** START OF Task data **

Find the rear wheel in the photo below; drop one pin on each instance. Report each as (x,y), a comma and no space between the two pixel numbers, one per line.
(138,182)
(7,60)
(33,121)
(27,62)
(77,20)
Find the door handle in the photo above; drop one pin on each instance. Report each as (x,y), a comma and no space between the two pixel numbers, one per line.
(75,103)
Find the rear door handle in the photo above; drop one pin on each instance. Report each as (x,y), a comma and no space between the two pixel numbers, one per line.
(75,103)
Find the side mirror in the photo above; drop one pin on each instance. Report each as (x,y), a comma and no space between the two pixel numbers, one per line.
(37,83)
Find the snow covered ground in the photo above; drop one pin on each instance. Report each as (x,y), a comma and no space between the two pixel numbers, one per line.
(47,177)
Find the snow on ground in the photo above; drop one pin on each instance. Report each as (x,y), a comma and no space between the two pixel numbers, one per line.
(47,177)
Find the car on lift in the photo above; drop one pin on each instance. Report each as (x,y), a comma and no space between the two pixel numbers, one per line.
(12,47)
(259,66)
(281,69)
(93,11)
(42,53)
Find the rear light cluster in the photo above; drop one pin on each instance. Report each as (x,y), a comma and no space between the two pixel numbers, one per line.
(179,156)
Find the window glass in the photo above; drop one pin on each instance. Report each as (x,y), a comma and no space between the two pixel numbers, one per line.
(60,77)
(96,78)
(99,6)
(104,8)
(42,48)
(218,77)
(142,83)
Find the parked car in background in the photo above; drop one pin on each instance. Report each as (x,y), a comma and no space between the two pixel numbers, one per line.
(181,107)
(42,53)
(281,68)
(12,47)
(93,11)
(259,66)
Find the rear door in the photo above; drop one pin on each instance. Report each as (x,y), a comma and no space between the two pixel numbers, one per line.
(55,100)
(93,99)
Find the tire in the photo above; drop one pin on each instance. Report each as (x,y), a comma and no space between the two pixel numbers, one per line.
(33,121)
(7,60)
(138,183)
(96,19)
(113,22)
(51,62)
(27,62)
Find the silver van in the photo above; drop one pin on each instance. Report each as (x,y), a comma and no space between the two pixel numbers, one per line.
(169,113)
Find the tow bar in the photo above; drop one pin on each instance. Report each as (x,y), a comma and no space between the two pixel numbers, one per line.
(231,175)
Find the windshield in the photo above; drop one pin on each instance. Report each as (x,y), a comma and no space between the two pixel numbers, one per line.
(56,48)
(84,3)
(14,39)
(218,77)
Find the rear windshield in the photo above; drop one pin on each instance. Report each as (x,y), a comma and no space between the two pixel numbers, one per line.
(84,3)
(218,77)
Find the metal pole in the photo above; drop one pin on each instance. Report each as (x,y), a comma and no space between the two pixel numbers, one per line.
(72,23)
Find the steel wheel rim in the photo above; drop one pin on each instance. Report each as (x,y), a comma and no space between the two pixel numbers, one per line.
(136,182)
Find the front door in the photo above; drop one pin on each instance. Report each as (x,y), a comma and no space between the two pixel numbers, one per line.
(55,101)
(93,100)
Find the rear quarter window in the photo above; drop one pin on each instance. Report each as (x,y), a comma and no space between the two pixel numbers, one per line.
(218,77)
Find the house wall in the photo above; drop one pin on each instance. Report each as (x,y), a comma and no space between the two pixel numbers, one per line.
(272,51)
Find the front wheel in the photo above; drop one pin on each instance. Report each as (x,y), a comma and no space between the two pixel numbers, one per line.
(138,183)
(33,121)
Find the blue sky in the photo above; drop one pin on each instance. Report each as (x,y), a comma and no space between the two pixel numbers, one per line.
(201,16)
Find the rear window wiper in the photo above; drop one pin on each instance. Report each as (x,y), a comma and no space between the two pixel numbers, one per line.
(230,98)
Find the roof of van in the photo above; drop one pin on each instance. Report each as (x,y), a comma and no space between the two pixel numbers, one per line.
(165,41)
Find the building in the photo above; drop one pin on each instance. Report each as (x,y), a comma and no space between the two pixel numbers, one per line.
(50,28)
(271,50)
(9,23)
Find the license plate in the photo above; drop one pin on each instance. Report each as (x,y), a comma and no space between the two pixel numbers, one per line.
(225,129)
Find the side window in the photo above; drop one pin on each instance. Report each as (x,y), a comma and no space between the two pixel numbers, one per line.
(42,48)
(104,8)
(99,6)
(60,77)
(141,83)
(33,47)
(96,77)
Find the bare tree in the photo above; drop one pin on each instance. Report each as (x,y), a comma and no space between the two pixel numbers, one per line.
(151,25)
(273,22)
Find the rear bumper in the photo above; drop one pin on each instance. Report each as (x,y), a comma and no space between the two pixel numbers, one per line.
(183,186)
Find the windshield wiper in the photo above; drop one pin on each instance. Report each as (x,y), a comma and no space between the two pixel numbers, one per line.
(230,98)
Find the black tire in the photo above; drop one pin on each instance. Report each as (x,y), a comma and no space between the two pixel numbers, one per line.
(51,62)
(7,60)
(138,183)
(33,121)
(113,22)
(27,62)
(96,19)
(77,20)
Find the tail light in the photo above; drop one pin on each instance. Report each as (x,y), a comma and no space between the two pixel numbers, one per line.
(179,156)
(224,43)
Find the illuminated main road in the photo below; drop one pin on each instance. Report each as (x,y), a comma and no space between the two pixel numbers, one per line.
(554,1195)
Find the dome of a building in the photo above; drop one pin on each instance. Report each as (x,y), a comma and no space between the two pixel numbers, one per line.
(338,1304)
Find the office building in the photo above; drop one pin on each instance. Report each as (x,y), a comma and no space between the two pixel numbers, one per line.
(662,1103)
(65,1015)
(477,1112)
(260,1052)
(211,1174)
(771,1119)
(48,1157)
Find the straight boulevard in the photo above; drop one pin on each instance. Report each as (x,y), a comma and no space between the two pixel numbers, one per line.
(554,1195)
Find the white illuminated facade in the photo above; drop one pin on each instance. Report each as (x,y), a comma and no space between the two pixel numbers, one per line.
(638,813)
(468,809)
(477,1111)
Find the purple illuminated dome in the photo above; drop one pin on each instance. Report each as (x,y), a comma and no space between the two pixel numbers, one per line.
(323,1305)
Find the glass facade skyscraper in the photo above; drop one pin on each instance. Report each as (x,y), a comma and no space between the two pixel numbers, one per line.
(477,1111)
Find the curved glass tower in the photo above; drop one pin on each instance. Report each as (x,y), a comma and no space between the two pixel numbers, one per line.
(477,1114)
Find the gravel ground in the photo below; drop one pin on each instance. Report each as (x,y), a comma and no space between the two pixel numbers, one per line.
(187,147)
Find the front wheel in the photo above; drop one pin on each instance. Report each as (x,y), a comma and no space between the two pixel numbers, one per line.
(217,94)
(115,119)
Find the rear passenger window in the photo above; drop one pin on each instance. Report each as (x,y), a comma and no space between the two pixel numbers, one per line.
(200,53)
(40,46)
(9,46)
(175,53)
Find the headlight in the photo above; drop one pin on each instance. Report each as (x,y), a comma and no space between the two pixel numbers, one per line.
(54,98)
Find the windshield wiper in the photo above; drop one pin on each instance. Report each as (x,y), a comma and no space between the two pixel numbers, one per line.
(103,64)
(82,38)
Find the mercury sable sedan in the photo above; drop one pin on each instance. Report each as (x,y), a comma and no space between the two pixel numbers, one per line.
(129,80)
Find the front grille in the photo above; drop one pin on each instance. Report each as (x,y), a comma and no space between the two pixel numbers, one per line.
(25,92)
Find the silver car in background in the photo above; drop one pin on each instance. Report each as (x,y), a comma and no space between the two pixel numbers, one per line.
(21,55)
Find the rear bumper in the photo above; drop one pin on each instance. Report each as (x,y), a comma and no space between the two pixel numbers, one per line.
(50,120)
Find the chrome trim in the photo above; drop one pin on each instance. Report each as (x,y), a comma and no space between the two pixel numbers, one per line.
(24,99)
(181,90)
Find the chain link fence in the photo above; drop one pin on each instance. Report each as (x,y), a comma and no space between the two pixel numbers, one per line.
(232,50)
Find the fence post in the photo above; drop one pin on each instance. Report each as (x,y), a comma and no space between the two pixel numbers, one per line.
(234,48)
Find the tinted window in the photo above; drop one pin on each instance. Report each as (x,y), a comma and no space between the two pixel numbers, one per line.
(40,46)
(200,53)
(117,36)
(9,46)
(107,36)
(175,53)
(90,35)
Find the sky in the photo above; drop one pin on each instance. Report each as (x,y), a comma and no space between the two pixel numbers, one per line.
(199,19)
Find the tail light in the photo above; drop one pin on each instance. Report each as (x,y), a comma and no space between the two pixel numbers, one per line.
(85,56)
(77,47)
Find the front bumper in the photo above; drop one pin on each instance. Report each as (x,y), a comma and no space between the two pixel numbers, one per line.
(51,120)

** END OF Task data **

Output an exact copy of the lines beginning at the one that holds "Find the fence" and running through the final line of the records.

» **Final result**:
Find the fence post in the photo above; drop one pin on each instance. Report each as (x,y), a comma and no space between the two pixel numbers, one per line.
(234,48)
Find the tinted window in the photo above; drop one pin on each instance. Report each as (x,y), a comma and no space between the two pixel numbers, one per line.
(40,46)
(200,53)
(117,36)
(9,46)
(107,36)
(175,53)
(90,35)
Find the sky in the photo above; drop one pin on each instance. Report each as (x,y), a comma and no space between the two pixel numbers, one per line.
(199,19)
Find the tail light in the photo above; drop one pin on each instance. Report each as (x,y), a comma and no space between the two pixel numbers, one per line.
(85,56)
(77,47)
Find the front bumper in the photo above; drop one pin on each instance. Report each as (x,y), a comma and no space between the two pixel numbers, one per line.
(51,120)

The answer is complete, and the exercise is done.